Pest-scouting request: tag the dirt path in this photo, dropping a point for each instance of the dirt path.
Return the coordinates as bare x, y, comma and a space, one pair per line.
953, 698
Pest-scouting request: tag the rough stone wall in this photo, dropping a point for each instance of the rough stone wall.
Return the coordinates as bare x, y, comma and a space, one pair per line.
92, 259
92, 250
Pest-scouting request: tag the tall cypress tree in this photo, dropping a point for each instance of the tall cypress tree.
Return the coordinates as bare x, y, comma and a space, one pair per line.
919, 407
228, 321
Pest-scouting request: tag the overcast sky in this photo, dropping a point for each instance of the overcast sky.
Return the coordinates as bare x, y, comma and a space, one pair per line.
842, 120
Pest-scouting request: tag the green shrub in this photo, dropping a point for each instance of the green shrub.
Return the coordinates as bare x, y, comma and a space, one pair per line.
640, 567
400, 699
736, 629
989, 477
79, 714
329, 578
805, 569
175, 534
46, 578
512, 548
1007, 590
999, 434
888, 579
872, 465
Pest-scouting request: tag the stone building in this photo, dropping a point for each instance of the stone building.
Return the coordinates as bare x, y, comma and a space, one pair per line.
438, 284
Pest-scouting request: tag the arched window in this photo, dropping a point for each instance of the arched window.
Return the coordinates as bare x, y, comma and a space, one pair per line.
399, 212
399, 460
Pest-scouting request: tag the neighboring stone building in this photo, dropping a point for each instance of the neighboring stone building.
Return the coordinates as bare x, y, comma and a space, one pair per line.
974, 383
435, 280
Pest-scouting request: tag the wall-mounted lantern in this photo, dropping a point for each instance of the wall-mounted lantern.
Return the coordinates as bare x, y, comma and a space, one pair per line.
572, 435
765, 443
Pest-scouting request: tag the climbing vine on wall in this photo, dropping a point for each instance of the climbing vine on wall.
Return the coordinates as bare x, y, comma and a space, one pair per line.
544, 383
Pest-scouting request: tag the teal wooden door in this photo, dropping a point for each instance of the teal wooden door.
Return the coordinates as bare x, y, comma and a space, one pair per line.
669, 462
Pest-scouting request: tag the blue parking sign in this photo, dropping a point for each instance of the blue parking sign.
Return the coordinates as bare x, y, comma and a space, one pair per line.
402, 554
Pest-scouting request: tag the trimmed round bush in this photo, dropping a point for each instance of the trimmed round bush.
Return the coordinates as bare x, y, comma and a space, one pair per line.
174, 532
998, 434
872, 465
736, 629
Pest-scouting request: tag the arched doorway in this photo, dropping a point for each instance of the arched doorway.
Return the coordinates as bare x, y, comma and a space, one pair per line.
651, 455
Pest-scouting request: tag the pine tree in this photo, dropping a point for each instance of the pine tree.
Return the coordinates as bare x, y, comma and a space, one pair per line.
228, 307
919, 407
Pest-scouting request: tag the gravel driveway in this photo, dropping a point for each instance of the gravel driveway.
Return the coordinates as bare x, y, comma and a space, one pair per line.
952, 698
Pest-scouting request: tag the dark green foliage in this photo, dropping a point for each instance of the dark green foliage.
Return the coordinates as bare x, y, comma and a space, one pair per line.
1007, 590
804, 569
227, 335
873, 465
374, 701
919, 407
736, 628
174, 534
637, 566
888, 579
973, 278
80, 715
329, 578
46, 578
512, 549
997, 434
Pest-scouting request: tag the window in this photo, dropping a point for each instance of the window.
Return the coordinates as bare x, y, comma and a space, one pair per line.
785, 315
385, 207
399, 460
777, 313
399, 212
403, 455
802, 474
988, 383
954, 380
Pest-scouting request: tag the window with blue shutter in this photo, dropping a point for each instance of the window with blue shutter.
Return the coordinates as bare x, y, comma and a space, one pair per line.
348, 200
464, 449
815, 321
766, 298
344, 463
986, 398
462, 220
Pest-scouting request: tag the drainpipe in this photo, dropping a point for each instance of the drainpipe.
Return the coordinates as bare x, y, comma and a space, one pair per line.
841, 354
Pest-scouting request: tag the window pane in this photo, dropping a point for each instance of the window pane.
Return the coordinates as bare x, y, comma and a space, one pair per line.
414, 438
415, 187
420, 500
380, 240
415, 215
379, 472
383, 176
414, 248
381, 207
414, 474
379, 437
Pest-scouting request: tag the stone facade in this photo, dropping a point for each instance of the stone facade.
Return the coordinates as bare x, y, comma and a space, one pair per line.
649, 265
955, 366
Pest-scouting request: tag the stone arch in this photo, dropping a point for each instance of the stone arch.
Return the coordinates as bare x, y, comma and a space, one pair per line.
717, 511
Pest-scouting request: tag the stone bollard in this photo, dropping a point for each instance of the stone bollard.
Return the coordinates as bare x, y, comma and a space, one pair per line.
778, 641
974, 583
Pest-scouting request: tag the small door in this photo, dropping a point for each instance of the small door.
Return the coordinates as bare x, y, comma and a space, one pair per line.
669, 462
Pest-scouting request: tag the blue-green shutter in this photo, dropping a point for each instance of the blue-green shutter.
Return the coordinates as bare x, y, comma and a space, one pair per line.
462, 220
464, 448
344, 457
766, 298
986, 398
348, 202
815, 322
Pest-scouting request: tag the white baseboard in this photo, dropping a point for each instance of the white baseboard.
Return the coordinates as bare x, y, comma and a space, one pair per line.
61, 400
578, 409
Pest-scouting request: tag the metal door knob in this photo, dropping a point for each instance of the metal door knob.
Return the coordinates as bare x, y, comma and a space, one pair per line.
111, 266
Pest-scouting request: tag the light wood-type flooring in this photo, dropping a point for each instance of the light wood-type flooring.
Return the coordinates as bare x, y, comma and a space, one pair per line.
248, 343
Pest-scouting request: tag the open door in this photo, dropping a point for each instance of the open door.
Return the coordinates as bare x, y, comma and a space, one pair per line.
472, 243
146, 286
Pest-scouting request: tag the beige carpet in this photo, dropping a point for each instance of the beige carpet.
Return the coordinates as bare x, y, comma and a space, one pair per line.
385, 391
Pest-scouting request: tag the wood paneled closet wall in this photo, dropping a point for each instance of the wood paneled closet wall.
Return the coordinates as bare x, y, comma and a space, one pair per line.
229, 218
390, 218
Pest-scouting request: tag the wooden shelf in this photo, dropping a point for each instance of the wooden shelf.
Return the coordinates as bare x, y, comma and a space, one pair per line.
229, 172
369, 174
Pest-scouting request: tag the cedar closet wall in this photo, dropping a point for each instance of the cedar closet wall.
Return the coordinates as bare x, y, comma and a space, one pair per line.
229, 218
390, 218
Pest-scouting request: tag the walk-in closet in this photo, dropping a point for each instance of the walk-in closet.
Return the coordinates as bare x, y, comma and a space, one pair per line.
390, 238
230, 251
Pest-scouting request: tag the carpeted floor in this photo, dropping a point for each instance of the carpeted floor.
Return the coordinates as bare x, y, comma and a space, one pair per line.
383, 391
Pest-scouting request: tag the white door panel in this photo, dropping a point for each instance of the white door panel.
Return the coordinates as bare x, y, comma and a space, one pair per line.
^^^^
Task instructions –
Copy out the full listing exactly.

Written answer –
Pest-scouting request: tag the dirt path in this photo, dropping a point for each instance of the dirt path.
Return the coordinates as bare x, y, comma and a space, one pair per line.
953, 698
Pest-scouting request: tag the rough stone wall in this photo, dropping a point for each instance of the rough stone wall.
Return the coordinates as bare x, y, comma and a space, one pair per line.
92, 259
92, 250
Pest-scouting request: tag the tall cypress tree in this photo, dropping a point for each instance of the tall cypress tree.
Return the coordinates as bare x, y, comma and a space, one pair per line.
919, 407
228, 321
Pest-scouting request: tag the overcast sky in this photo, dropping a point for each instance of the overcast sky.
Return the coordinates as bare x, y, comma and a space, one pair per line.
842, 120
Pest-scouting request: tag the green shrub in this photo, dropping a point for each instance of the green shrub.
Return the coordinates as bare x, y, comma and a space, one pair per line.
640, 567
400, 699
736, 629
989, 477
79, 714
329, 578
805, 569
175, 534
46, 578
512, 548
1007, 590
999, 434
888, 579
872, 465
Pest-scouting request: tag the stone building in this photo, dropping a point for each instance of the stone building.
Return the coordinates as bare x, y, comma and a space, one pair per line.
438, 284
Pest-scouting request: tag the arched window in this photo, dropping a point for each instance of the arched window.
Return the coordinates as bare x, y, comma and a space, one pair per line.
399, 212
399, 460
Pest-scouting request: tag the neighboring stone building in this photo, dropping a point for each instance of the neighboring stone building.
Return the coordinates as bare x, y, comma and a space, one pair per line.
974, 383
435, 280
Pest-scouting request: tag the wall-mounted lantern in this photo, dropping a point for each instance of the wall-mounted lantern.
Return the coordinates as bare x, y, comma and a space, one pair per line.
572, 435
765, 443
Pest-scouting request: tag the climbing vine on wall in this photo, dropping a point for each instance of the climbing vine on wall.
Return the coordinates as bare x, y, comma and a space, one pair per line.
544, 383
Pest-scouting request: tag the teal wooden door in this photo, dropping a point for each instance of the teal wooden door.
Return the coordinates as bare x, y, comma and a space, one pair per line.
669, 462
Pest-scouting request: tag the blue parking sign in this photo, dropping a point for each instance of the blue parking sign.
Return the coordinates as bare x, y, comma and a space, one pair per line.
402, 554
Pest-scouting request: tag the trimmed round bush in this photo, dropping a point for each instance of the trimmed round bush.
Return the coordinates as bare x, y, comma and a space, one pair per line.
174, 532
998, 434
872, 465
736, 629
Pest-scouting request: tag the arched doorway in this photo, dropping a point for each instance of the arched doorway.
Return the coordinates as bare x, y, comma and a space, one pair per line.
651, 455
Pest-scouting request: tag the pine tree in this photo, dropping a point for each instance of the pine tree.
Return the coordinates as bare x, y, comma and a space, one pair per line.
228, 307
919, 407
Pest-scouting request: tag the gravel driveway in this photo, dropping a point for each instance of the gravel driveway.
Return the coordinates as bare x, y, comma and a space, one pair per line.
952, 698
Pest-scouting request: tag the dark green foliage in this photo, dropping a point for each instance of the dark green foliage.
Return the coordinates as bare x, y, comma and a space, one pair per line.
1007, 590
804, 569
227, 335
873, 465
374, 701
919, 407
736, 628
174, 534
637, 566
888, 579
973, 278
80, 715
329, 578
46, 578
512, 549
997, 434
Pest-scouting request: tag the window in this photo, dropping a point for each instance of the window.
Return the coordinates as bare x, y, comma and a space, one pair per line.
785, 315
385, 207
399, 460
777, 313
399, 212
403, 455
802, 474
988, 383
954, 380
Pest-scouting request: tag the window with blue shutter in this photo, dropping a point for each instance of the window with blue shutter.
Return the coordinates as bare x, y, comma and a space, one pair per line.
348, 200
464, 449
815, 321
766, 298
344, 463
986, 398
462, 220
Pest-scouting request: tag the drainpipe in this photo, dropping a point for each instance of the drainpipe.
Return the coordinates as bare x, y, comma and a space, one pair per line.
841, 354
Pest-scouting request: tag the window pane in this photo, dropping a point for each instance of the window pane.
Return the coordinates as bare x, y, comma and a space, one pair per line.
414, 438
415, 187
420, 500
380, 240
415, 215
379, 472
383, 176
414, 248
381, 207
414, 474
379, 437
Pest-scouting request: tag the stone facade in this photo, dropping a point for each instance of the stone facade.
Return the coordinates as bare x, y, comma and a space, one pair per line.
649, 265
955, 366
Pest-scouting request: tag the stone arch in this photo, dropping a point for each instance of the stone arch.
Return the coordinates as bare x, y, comma and a space, one pair per line.
717, 511
Pest-scouting request: tag the stone bollard in this photo, dropping a point for each instance of the stone bollard.
Return the coordinates as bare x, y, comma and a space, one pair per line.
778, 641
974, 583
Pest-scouting request: tag the small door in this photo, dropping a point for each instance of the small door.
Return the coordinates as bare x, y, comma and a space, one pair per line.
669, 462
Pest-scouting request: tag the blue-green shutter in this photo, dropping a point for each instance of the blue-green shutter.
Return the coordinates as bare x, y, comma and a space, one pair per line.
462, 220
464, 448
344, 457
766, 298
986, 398
348, 202
815, 322
Pest-scouting request: tag the white baseboard in this photo, dropping a point for each instance of the white baseboard.
Return the coordinates as bare x, y, comma and a space, one pair per line.
61, 400
578, 409
Pest-scouting request: tag the metal door knob in this photo, dropping a point for each instance of the metal door knob.
Return the coordinates as bare x, y, comma and a space, one pair per line.
111, 266
Pest-scouting request: tag the light wood-type flooring in this photo, dropping a point for each instance of the light wood-type flooring.
Return the coordinates as bare x, y, comma and a space, one pair per line.
248, 343
Pest-scouting request: tag the open door in this photo, dropping a point for each instance of the open door.
Return the coordinates as bare x, y, comma and a space, one pair per line.
472, 243
146, 286
Pest-scouting request: tag the beige carpet in this photo, dropping a point for each instance of the beige carpet.
Return the coordinates as bare x, y, comma and a space, one pair per line.
385, 391
Pest-scouting request: tag the wood paneled closet wall in this photo, dropping a point for each instance of the wood paneled closet wall.
Return the coordinates as bare x, y, comma and a space, one pair per line.
229, 218
390, 218
Pest-scouting request: tag the wooden shelf in this photo, dropping a point for each instance of the wooden shelf.
Return the coordinates as bare x, y, comma and a space, one pair per line.
229, 172
369, 174
Pest-scouting request: tag the cedar closet wall in this photo, dropping a point for each instance of the cedar closet wall.
Return the coordinates as bare x, y, comma and a space, one pair per line.
229, 218
390, 218
Pest-scouting request: tag the walk-in closet in this photo, dropping a point for each instance of the walk-in closet.
Return the coordinates as bare x, y, comma and a space, one pair per line.
390, 238
230, 251
Pest-scouting request: tag the carpeted floor in this photo, dropping a point for each instance of the carpeted floor.
Return the coordinates as bare x, y, comma and a space, one pair per line.
383, 391
Pest-scouting request: tag the white door panel in this photo, dropping a point for each instance of the white door panel.
Return the coordinates as bare x, y, comma and a space, one pair per line.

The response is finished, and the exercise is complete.